# [Required action]
Please output each entry exactly as it appears.

Stored entries
+++
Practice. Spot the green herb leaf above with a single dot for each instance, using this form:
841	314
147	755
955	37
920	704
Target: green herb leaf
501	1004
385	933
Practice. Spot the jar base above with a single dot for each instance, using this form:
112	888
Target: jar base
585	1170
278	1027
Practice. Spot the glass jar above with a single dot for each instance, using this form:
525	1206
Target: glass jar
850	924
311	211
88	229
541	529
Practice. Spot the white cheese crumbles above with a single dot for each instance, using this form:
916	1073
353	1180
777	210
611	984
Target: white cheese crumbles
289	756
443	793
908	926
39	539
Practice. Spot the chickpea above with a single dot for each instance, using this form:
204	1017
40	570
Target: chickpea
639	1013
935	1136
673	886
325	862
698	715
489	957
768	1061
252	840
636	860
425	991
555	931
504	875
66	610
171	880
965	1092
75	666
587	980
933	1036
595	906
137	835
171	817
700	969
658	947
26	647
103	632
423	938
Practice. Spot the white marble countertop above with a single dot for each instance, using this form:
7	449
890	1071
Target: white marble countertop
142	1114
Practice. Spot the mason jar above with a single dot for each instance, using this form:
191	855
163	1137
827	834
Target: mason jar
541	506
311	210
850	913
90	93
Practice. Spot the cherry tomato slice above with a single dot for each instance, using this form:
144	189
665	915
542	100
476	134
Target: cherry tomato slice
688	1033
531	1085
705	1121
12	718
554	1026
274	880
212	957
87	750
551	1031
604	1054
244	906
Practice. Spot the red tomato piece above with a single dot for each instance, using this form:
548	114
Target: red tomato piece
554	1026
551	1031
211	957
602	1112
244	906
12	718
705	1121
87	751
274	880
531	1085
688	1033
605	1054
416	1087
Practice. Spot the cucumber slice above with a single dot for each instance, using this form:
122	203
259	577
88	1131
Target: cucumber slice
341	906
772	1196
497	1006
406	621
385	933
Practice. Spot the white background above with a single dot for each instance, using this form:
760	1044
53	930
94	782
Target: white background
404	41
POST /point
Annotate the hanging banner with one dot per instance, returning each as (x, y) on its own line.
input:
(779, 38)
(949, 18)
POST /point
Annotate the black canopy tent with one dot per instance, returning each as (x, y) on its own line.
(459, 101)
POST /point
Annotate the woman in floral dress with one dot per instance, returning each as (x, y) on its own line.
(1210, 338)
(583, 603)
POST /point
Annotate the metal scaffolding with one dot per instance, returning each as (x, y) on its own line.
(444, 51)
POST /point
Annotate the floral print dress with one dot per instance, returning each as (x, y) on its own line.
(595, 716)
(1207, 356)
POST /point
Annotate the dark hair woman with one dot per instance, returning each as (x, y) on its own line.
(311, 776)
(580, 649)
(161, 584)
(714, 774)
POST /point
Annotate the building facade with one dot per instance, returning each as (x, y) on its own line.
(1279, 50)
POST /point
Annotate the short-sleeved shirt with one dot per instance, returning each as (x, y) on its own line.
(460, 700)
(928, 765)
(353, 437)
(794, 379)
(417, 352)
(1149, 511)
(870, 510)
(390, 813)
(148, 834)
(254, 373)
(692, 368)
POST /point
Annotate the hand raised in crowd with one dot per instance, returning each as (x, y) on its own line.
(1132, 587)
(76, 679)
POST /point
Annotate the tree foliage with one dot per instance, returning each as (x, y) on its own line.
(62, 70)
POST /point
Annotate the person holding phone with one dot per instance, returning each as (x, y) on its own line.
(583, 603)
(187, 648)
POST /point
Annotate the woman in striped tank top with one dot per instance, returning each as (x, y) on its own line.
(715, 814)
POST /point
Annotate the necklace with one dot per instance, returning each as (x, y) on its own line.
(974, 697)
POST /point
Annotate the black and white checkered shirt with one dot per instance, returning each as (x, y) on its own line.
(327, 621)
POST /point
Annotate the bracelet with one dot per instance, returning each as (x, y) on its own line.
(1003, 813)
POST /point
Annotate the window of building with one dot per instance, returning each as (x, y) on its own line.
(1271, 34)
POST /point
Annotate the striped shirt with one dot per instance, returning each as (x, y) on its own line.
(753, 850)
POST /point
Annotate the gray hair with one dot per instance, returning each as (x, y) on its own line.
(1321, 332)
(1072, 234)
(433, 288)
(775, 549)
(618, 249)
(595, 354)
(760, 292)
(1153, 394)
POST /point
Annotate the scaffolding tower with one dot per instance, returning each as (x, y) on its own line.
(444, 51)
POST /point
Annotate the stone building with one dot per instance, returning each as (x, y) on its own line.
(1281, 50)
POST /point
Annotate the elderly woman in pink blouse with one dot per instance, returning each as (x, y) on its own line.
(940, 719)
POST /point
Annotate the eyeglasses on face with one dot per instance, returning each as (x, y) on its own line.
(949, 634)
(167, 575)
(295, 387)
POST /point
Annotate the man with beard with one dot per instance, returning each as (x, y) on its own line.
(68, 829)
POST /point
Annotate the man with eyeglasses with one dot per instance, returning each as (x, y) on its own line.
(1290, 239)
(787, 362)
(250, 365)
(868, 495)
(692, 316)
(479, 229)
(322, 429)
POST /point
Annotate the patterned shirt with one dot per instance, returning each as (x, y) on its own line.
+++
# [Task result]
Practice. Spot the green herb leaf above with a single dot for each instance, using this form:
841	314
147	755
955	37
920	704
Target: green herb leaf
501	1004
385	933
Practice. Spot the jar base above with a single dot for each instance, using this form:
112	888
Target: jar base
585	1170
278	1027
Practice. Spot the glass jar above with a single dot for each instance, using this form:
525	1206
Target: glass jar
850	924
311	211
88	229
541	529
Practice. Spot the white cheese crumbles above with a single dot for each instance, using this form:
916	1073
353	1180
777	210
611	984
Target: white cheese crumbles
289	756
443	793
908	926
39	539
Practice. Spot the chickpea above with a single dot for each instance, using this form:
204	1017
40	570
Target: chickpea
639	1013
935	1136
673	886
325	862
698	715
489	957
768	1061
252	840
636	860
425	991
555	931
504	875
66	610
171	880
965	1092
75	666
587	980
933	1036
595	906
137	835
171	817
700	969
658	947
26	647
103	632
423	938
Practice. Spot the white marble countertop above with a single dot for each instance, using this form:
7	449
890	1071
Target: white marble countertop
142	1114
Practice. Spot the mason jar above with a single dot for each instance, using this form:
191	855
163	1137
827	834
Target: mason jar
541	506
311	210
850	913
90	93
Practice. Spot the cherry tomato slice above with a single dot for each instance, using this form:
144	189
665	915
542	100
476	134
Target: cherry tomato slice
688	1033
531	1085
705	1121
12	718
554	1026
274	880
212	957
87	750
551	1031
604	1054
244	906
Practice. Spot the red tomato piece above with a single dot for each instance, using this form:
548	114
Target: red tomato piece
554	1026
551	1031
211	957
602	1112
244	906
12	718
705	1121
87	751
274	880
531	1085
688	1033
605	1054
416	1087
Practice. Spot the cucumber slice above with a single dot for each instance, using this form:
122	203
259	577
88	1131
Target: cucumber slice
341	906
772	1196
497	1006
406	621
385	933
Practice. Spot the white background above with a single dot for each instance, using this form:
760	1044
53	930
94	782
Target: white background
404	41
POST /point
Annotate the hanging banner with one dot per instance, returning each as (x, y) on its own line.
input:
(779, 38)
(949, 18)
POST /point
Annotate the black canopy tent with one dot per instance, returning each as (x, y) on its own line.
(459, 101)
POST /point
Annotate the woman in floral dress with one dot per instance, returning each as (x, y) on its own line.
(1210, 338)
(583, 603)
POST /point
Annotate the metal scaffolding with one dot per instance, returning each as (x, y) on its own line.
(444, 51)
POST /point
Annotate the floral print dress with one dot per instance, returning each as (x, y) on its own line.
(595, 716)
(1207, 356)
POST /point
Annotate the dark hair woman with one dot per instance, returning each as (x, y) on its own line.
(311, 776)
(580, 649)
(161, 584)
(714, 774)
POST /point
Annotate the building facade with one dot per instance, returning each as (x, y) on its own line.
(1279, 50)
POST /point
Annotate the short-sleeved shirt with one dot per instance, returning each as (x, y) on its own line.
(460, 700)
(928, 765)
(353, 437)
(794, 379)
(417, 352)
(1149, 511)
(870, 510)
(390, 813)
(148, 834)
(254, 373)
(692, 368)
POST /point
Annotate the hand raised in crowd with one dot per instance, returning each as (x, y) on its own line.
(1132, 587)
(76, 679)
POST /point
Annotate the tree foliage with one dot per instance, returning each as (x, y) on its own line.
(62, 70)
POST /point
Annotate the person holding phone with one dot per instance, returning each as (x, y) on its own line.
(583, 603)
(187, 648)
POST /point
Annotate the woman in striped tank top with one dot per instance, returning each as (x, y) on its own line.
(715, 814)
POST /point
Annotate the necklace with one dot per instance, returning each as (x, y) on its own line.
(974, 697)
POST /point
Annotate the black and white checkered shirt with one dot per instance, returning each as (x, y) on its own line.
(327, 621)
POST /point
Annotate the bracelet with one dot per instance, returning each as (x, y) on its own line.
(1003, 813)
POST /point
Annotate the window of building with one dot per instance, returning each as (x, y) on its own line.
(1271, 34)
POST /point
Annotate the striped shirt with one dot per instance, returning each as (x, y) on its own line.
(753, 850)
POST /point
Annotate the gray hair with one dot per instance, returning each as (x, y) on its own line.
(1321, 332)
(1072, 234)
(433, 288)
(775, 549)
(618, 249)
(595, 354)
(760, 292)
(1153, 394)
POST /point
Annotate the scaffolding tower with one dot per instance, returning each as (x, y) on its own line.
(444, 51)
POST /point
Annotate the stone building with one dot per instance, returning each as (x, y) on its own line.
(1281, 50)
POST /point
Annotate the elderly woman in pink blouse with one dot per instance, returning each as (x, y) on its own line.
(940, 719)
POST /point
Annotate the eyeglasses on face with one dot per instance, returning each as (x, y) on its own line.
(949, 634)
(167, 575)
(295, 387)
POST /point
Annotate the man with beard with one dot per instance, returning each as (x, y) on its own line.
(68, 829)
POST /point
Annotate the man with eyeglasses with one dot per instance, returning each as (x, y) on its own line.
(1290, 239)
(787, 362)
(250, 365)
(868, 495)
(692, 316)
(479, 229)
(322, 429)
POST /point
Annotate the patterned shirt with one dot per instance, returning each as (x, y) on its own line.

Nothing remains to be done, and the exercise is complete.